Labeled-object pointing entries

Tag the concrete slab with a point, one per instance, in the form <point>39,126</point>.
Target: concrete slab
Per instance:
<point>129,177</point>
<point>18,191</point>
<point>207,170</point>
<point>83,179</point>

# PROBLEM REQUIREMENTS
Output the listing as a two-column CSV with the headers ask and reply, giving one row for each text and its answer. Put each in its own quoted field, with line breaks turned into spaces.

# EXPECTED ANSWER
ask,reply
"Tag the concrete slab with a point, one per instance, in the form <point>39,126</point>. Target: concrete slab Per instance:","<point>129,177</point> <point>18,191</point> <point>207,170</point> <point>83,179</point>"